--- INDICACIÓN 1 ---
Cambia "fervorosa" por "ansiosa" al copiar el fragmento sobre Zama entre "Con Lucrecia Martel" y "vez sea libre.", ambos incluidos.
--- INDICACIÓN 2 ---
Traduce al inglés esta oración del fragmento sobre Zama: "Busca ser trasladado a Buenos Aires, de las mejores plazas en América, en la que pueda instalarse a voluntad."

--- FRAGMENTO ---
★ ★ ★ ★

Con Lucrecia Martel se necesita paciencia. Paciencia para esperar, de forma fervorosa, un nuevo largometraje suyo tras años de intermedio. Paciencia al fijarse en la delicada construcción de sus filmes, para entender, desde la observación y la reflexión, lo que quiere decirnos. Y la paciencia (desde el propio acto de esperar) también es una temática esencial dentro de su cine. Paciencia que, naturalmente, se hace una con la espera. Esperar y, más que nada, desear, ilusionarse. Esperar que el ideal se vuelva realidad. Así como en La Ciénaga (2001) dos mujeres esperaban escapar del opresivo sistema que las acogía, así también espera Don Diego de Zama que su traslado sea efectivo, que por una vez sea libre.
Basada en la novela de Antonio Di Benedetto, Zama cuenta una historia poco ambiciosa, lineal y parca, acerca de un hombre y su tiempo. Es la historia del marqués Don Diego, encargado de la dependencia española en Asunción, Paraguay. Allí, en medio de la selva y la humedad, Don Diego espera. Busca ser trasladado a Buenos Aires, de las mejores plazas en América, en la que pueda instalarse a voluntad. Tal cometido no es tan sencillo; las trabas burocráticas, las jerarquías que le preceden y los “salvajes” que rodean sus dominios parecen impedírselo. Con la espera, Don Diego se hace más viejo y huraño, recibiendo con hartazgo toda indicación del rey y sus allegados, siguiendo con la débil ilusión. Irónicamente, la tierra de las oportunidades se vuelve la tierra de la incertidumbre, del control y la sumisión.

★ ★ ★ ★

--- SECCIÓN DE DATOS ---

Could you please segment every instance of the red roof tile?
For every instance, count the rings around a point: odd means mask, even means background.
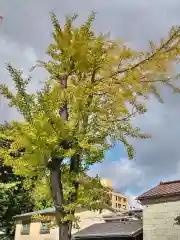
[[[156,187],[143,193],[137,200],[156,198],[156,197],[168,197],[180,195],[180,180],[171,182],[160,182]]]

★ ★ ★ ★

--- RESPUESTA 1 ---
Con Lucrecia Martel se necesita paciencia. Paciencia para esperar, de forma ansiosa, un nuevo largometraje suyo tras años de intermedio. Paciencia al fijarse en la delicada construcción de sus filmes, para entender, desde la observación y la reflexión, lo que quiere decirnos. Y la paciencia (desde el propio acto de esperar) también es una temática esencial dentro de su cine. Paciencia que, naturalmente, se hace una con la espera. Esperar y, más que nada, desear, ilusionarse. Esperar que el ideal se vuelva realidad. Así como en La Ciénaga (2001) dos mujeres esperaban escapar del opresivo sistema que las acogía, así también espera Don Diego de Zama que su traslado sea efectivo, que por una vez sea libre.

--- RESPUESTA 2 ---
He seeks to be transferred to Buenos Aires, one of the best posts in America, where he could settle as he pleases.